Natural-language object grounding data.
==*==

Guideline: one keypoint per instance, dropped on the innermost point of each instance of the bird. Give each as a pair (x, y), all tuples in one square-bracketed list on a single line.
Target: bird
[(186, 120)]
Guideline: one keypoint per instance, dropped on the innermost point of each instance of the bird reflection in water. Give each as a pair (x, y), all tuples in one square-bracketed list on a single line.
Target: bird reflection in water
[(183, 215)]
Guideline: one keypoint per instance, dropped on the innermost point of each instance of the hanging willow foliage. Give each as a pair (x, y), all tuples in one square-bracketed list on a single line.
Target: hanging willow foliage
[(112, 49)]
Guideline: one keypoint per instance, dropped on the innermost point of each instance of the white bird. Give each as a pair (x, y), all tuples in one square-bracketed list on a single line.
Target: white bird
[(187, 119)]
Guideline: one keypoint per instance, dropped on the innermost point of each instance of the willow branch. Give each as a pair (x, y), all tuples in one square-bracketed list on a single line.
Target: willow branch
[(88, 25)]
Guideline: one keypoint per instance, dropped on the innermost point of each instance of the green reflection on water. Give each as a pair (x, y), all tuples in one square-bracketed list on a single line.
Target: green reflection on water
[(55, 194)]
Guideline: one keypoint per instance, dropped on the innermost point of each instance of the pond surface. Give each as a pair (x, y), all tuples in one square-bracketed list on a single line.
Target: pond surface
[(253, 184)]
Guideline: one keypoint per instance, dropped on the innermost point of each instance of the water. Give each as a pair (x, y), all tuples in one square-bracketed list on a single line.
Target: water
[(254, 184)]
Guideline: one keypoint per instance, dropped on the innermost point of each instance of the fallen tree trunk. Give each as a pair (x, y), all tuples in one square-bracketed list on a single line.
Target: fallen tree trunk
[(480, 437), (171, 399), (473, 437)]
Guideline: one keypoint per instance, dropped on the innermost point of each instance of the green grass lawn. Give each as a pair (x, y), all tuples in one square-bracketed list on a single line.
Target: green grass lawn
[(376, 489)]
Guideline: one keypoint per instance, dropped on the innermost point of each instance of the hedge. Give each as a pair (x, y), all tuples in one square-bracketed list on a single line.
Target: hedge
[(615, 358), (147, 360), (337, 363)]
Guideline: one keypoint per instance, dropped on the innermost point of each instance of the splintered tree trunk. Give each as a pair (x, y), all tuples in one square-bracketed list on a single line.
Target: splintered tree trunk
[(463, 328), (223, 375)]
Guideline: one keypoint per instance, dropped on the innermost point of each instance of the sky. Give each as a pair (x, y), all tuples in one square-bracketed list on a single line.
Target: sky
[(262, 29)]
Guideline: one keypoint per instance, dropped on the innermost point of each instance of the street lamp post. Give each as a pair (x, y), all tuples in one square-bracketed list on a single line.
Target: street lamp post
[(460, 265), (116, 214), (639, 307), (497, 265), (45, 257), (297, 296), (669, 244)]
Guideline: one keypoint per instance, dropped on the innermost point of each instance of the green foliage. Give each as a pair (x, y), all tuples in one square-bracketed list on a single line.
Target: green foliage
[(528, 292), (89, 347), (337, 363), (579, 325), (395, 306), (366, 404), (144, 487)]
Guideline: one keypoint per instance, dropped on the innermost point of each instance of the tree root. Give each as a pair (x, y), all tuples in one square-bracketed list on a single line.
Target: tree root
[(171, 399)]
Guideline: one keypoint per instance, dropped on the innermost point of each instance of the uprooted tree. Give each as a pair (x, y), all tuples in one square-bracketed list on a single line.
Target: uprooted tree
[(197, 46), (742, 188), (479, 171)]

==*==

Your goal. Write out each line of the data above again, exactly as given.

Solved problem.
Guideline: one keypoint per instance, dropped on the innermost point of each instance of the bird. Give each as a pair (x, y), all tuples in one square-bracketed list on a single line.
Target: bird
[(186, 120)]
Guideline: one keypoint per instance, dropped on the innermost point of each instance of the bird reflection in water. Give each as a pair (x, y), all tuples in one square-bracketed list on a single line.
Target: bird reflection in water
[(183, 215)]
Guideline: one keypoint per instance, dropped on the innermost point of each instance of the hanging willow foliage. Give each as a pair (x, y), all tuples in one square-bracketed list on a single line.
Target: hanging willow foliage
[(112, 49)]
Guideline: one keypoint per instance, dropped on the innermost point of each instance of the white bird. Give each as a pair (x, y), all tuples in one square-bracketed list on a single line.
Target: white bird
[(187, 119)]
Guideline: one keypoint per instance, dropped on the innermost point of each instance of the willow branch. Give each as a pair (x, y), all tuples in one square-bracketed list on a single line.
Target: willow branch
[(88, 25)]
Guideline: one keypoint per instance, dropped on the innermost point of each instance of the green reflection on water. Give each as a pair (x, y), all tuples in one square-bracketed list on a single line.
Target: green reflection on water
[(55, 194)]
Guideline: one keypoint per instance, dropped on the innermost point of each instance of the pond surface. Give each as a pair (x, y), all tuples in one square-bracketed list on a single line.
Target: pond surface
[(253, 184)]
Guideline: one keypoint per instance, dropped on the innermost point of each instance of the water. Give each as a pair (x, y), all tuples in one square-bracketed list on a single line.
Target: water
[(254, 184)]
Guideline: one keypoint per instance, dropped on the innermost point of each instance of the fallen tree trunk. Give each as a pair (x, y), all tuples in one square-bracketed list on a single line.
Target: fallen tree trunk
[(480, 437), (171, 399), (473, 437)]
Guideline: one keypoint per instance, dropped on the innermost point of each instance of the green grass lawn. Give each as a pair (x, y), all tuples in one square-bracketed list on a single line.
Target: green grass lawn
[(376, 489)]
Guideline: one keypoint per instance, dropped on the innermost point of each instance of the hedge. Give each as a pair (x, y), all tuples in one square-bracketed list on a single line.
Target: hedge
[(615, 358), (147, 360), (337, 363)]
Guideline: one keypoint per instance, dropped on the innermost point of each instance of the splintered tree trunk. Give each as a pair (x, y), all tuples in one square-bracketed list on a single line.
Target: splintered tree trunk
[(463, 328), (223, 375)]
Guideline: one keypoint per instance, dropped on the innermost point of each instance of the sky. Give each as a pair (x, y), all tuples in one square-bracketed list on a single line.
Target: sky
[(262, 29)]
Guideline: one keypoint per instance, dropped on the innermost point of each instance of the street lamp post. Give each as a pair (x, y), all tuples in one square-bracketed list on a single line.
Target: street lamp post
[(460, 265), (116, 214), (639, 307), (497, 265), (45, 257), (297, 296), (669, 244)]
Guideline: one keypoint per instance, dropped on the innermost point of each instance of the green foliage. Give each as a pair (x, y), all tuples in one square-bracketed list on a single line.
Target: green foliage
[(528, 292), (89, 347), (337, 363), (579, 325), (395, 306), (366, 404), (144, 487)]
Guideline: one keypoint per instance, dropped on the innermost point of each instance of the tree root. Give each as a pair (x, y), all tuples in one square-bracketed list on a single line.
Target: tree root
[(171, 399)]
Guideline: one keypoint per instance, dropped on the innermost point of each instance of the uprooted tree. Give each as a pair (x, y), all tuples in one square-bracketed list on a single line.
Target: uprooted tree
[(197, 46), (742, 188), (479, 171)]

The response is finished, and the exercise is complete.